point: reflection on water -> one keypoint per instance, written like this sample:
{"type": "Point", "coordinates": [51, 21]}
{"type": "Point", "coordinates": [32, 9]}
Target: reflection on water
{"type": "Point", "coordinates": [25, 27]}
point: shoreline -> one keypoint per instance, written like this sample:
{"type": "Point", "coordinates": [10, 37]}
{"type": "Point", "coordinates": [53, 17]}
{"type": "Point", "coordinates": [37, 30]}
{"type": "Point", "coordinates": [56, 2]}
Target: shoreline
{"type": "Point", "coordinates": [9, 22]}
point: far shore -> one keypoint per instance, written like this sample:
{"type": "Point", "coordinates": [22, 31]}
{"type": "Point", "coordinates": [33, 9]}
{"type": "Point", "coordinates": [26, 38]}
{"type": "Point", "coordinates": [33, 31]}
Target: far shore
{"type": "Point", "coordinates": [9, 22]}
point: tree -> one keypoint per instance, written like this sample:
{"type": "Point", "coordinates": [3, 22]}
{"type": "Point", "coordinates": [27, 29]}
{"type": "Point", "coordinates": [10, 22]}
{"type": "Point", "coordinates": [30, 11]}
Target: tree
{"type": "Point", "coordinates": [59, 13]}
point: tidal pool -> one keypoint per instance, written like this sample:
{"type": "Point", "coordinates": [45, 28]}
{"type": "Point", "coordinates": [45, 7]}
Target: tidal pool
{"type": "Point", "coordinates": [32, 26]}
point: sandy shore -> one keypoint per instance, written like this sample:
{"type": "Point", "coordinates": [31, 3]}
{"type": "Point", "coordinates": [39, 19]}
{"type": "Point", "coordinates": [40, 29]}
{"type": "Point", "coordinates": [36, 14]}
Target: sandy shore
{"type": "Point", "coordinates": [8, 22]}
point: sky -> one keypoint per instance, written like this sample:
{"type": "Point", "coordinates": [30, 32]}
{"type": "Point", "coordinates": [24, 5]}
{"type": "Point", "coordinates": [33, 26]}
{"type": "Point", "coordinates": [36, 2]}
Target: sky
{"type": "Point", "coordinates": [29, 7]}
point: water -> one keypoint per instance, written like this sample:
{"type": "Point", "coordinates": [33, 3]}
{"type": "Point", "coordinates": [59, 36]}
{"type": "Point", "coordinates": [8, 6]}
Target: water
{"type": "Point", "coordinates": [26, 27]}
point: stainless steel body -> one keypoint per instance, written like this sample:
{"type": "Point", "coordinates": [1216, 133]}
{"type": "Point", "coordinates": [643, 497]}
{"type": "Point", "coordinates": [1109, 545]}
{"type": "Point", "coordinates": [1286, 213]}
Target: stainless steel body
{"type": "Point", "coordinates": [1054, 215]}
========================================
Rewrite all of the items above as a two-column CSV with the header columns "instruction" and "response". Give one row per item, with its text in the first field and its answer in the second, and put each field in double quotes with line breaks replaced by spaces.

* CORRECT ANSWER:
instruction,response
"point: reflection on water -> one keypoint per instance, written like this sample: {""type"": ""Point"", ""coordinates"": [51, 21]} {""type"": ""Point"", ""coordinates"": [32, 9]} Target: reflection on water","{""type"": ""Point"", ""coordinates"": [25, 27]}"
"point: shoreline -> one keypoint per instance, written like this sample: {""type"": ""Point"", ""coordinates"": [10, 37]} {""type"": ""Point"", ""coordinates"": [53, 17]} {""type"": ""Point"", ""coordinates"": [37, 30]} {""type"": ""Point"", ""coordinates"": [56, 2]} Target: shoreline","{""type"": ""Point"", ""coordinates"": [9, 22]}"
"point: far shore -> one keypoint per instance, written like this sample: {""type"": ""Point"", ""coordinates"": [22, 31]} {""type"": ""Point"", ""coordinates"": [33, 9]} {""type"": ""Point"", ""coordinates"": [26, 38]} {""type"": ""Point"", ""coordinates"": [33, 31]} Target: far shore","{""type"": ""Point"", ""coordinates"": [9, 22]}"
"point: tree -> one keypoint per instance, written like this sample: {""type"": ""Point"", ""coordinates"": [3, 22]} {""type"": ""Point"", ""coordinates"": [27, 29]} {""type"": ""Point"", ""coordinates"": [10, 22]} {""type"": ""Point"", ""coordinates"": [30, 11]} Target: tree","{""type"": ""Point"", ""coordinates"": [59, 13]}"
"point: tidal pool -> one keypoint per instance, written like this sample: {""type"": ""Point"", ""coordinates"": [45, 28]} {""type"": ""Point"", ""coordinates"": [45, 7]} Target: tidal pool","{""type"": ""Point"", ""coordinates"": [32, 26]}"
"point: sandy shore -> one keypoint per instance, written like this sample: {""type"": ""Point"", ""coordinates"": [31, 3]} {""type"": ""Point"", ""coordinates"": [39, 19]} {""type"": ""Point"", ""coordinates"": [40, 29]} {""type"": ""Point"", ""coordinates"": [36, 14]} Target: sandy shore","{""type"": ""Point"", ""coordinates"": [8, 22]}"
"point: sky -> one keypoint per instance, written like this sample: {""type"": ""Point"", ""coordinates"": [30, 32]} {""type"": ""Point"", ""coordinates"": [24, 5]} {""type"": ""Point"", ""coordinates"": [33, 26]} {""type"": ""Point"", ""coordinates"": [36, 2]} Target: sky","{""type"": ""Point"", ""coordinates"": [29, 7]}"
"point: water -> one keypoint per instance, written like this sample: {""type"": ""Point"", ""coordinates"": [33, 3]} {""type"": ""Point"", ""coordinates"": [59, 36]} {""type"": ""Point"", ""coordinates"": [8, 6]} Target: water","{""type"": ""Point"", ""coordinates"": [26, 27]}"
"point: stainless steel body -> one keypoint per instance, written like this sample: {""type"": ""Point"", ""coordinates"": [1216, 133]} {""type"": ""Point"", ""coordinates"": [643, 497]} {""type"": ""Point"", ""coordinates"": [1109, 545]} {""type"": ""Point"", ""coordinates"": [1286, 213]} Target: stainless steel body","{""type"": ""Point"", ""coordinates"": [1054, 215]}"